## begin

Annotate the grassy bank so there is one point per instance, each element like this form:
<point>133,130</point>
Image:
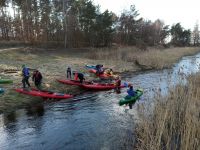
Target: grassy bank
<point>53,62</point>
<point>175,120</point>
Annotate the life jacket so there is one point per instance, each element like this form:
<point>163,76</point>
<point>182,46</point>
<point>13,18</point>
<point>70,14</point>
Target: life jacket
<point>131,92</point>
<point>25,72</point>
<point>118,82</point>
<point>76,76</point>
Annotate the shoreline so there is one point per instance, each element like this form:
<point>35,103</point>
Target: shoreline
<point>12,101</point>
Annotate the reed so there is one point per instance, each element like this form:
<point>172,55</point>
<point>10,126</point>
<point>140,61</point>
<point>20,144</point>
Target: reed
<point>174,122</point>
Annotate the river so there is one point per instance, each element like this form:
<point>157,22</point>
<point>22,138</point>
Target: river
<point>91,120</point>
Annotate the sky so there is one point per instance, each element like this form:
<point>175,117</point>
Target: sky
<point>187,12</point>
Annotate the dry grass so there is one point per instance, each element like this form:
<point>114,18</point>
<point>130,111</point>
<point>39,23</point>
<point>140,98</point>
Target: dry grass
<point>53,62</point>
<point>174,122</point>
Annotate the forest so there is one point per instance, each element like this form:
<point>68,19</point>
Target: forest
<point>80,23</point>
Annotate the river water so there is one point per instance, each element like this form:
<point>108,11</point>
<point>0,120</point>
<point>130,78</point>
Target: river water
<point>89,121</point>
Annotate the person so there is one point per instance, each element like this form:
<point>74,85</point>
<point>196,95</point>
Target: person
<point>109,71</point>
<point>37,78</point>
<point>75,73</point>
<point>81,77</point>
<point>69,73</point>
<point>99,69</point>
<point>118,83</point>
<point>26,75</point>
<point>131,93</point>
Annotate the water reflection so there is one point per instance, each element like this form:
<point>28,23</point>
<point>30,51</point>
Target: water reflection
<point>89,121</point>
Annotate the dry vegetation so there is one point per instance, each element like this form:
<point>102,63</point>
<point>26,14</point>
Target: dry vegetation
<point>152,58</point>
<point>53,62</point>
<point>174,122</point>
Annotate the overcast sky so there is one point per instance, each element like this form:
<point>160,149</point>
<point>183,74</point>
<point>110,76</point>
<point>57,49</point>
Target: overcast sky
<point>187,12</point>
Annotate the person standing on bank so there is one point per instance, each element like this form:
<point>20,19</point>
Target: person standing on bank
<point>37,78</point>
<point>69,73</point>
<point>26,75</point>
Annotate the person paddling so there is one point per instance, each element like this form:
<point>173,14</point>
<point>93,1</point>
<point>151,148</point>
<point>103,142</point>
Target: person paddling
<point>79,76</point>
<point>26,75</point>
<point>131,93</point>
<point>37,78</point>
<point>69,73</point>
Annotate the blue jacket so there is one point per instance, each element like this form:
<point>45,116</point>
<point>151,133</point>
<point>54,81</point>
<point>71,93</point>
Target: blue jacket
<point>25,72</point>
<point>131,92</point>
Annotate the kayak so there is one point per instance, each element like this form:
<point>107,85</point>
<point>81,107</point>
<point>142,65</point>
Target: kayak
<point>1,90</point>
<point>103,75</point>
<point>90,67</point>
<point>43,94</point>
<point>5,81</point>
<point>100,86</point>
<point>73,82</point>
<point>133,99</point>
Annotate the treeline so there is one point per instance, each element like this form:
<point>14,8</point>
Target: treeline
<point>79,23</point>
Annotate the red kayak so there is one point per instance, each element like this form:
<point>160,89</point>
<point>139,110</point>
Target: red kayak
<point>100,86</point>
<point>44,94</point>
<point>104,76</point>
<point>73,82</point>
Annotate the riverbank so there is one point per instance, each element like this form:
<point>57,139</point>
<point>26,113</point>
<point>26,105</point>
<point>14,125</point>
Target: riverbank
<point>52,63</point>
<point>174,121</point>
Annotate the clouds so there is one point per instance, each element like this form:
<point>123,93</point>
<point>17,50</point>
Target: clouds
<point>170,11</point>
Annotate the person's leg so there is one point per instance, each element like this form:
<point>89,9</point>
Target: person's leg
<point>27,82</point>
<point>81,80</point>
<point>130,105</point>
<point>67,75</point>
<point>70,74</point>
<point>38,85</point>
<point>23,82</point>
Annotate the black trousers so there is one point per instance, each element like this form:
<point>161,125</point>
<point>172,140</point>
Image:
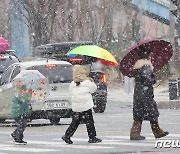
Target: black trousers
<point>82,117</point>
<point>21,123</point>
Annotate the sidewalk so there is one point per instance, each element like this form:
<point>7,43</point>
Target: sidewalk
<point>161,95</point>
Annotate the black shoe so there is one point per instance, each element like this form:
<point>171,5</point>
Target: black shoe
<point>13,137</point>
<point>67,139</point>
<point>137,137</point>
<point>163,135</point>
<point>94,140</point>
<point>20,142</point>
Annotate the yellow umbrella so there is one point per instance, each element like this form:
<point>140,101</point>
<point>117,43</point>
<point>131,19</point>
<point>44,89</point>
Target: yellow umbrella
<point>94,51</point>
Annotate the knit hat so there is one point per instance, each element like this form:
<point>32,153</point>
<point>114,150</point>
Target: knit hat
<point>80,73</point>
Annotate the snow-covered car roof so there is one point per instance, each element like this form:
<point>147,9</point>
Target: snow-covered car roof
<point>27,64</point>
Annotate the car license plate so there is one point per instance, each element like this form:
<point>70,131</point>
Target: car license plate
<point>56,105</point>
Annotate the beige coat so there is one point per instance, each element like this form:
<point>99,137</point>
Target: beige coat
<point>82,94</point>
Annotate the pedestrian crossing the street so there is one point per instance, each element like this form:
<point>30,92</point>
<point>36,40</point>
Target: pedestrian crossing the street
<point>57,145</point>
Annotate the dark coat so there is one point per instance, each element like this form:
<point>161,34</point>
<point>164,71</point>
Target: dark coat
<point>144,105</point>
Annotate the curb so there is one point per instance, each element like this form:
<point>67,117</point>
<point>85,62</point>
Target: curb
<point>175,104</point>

## end

WRITTEN EXERCISE :: Only those lines running from the one containing "Annotate the yellow" through the last line of the data above are to be copied, exactly, with both ends included.

FINISHED ANSWER ::
Annotate the yellow umbrella so there is one point per instance, each element like this form:
<point>140,101</point>
<point>117,43</point>
<point>131,19</point>
<point>44,89</point>
Target: yellow umbrella
<point>94,51</point>
Annotate the knit hat so there is one point per instance, each element like this form:
<point>32,153</point>
<point>114,150</point>
Target: knit hat
<point>80,73</point>
Annotate the snow-covered car roof so there is one point per instance, each element like this form:
<point>147,9</point>
Target: snow-covered car roof
<point>27,64</point>
Annotate the car license plate so there is one point per instance, each element like this form:
<point>70,131</point>
Target: car license plate
<point>56,105</point>
Annotate the beige coat so there is one point per instance, each element like this form:
<point>99,137</point>
Target: beige coat
<point>82,94</point>
Annotate the pedestrian crossing the street so there is one point per instance, each element like this form:
<point>30,92</point>
<point>36,40</point>
Target: pedestrian crossing the street
<point>57,145</point>
Annotate the dark coat so there is one point per instance, each element like this form:
<point>161,34</point>
<point>164,71</point>
Target: dark coat
<point>144,105</point>
Annotate the curb so there is one point per instance, each element like this form:
<point>67,117</point>
<point>85,62</point>
Target: curb
<point>175,104</point>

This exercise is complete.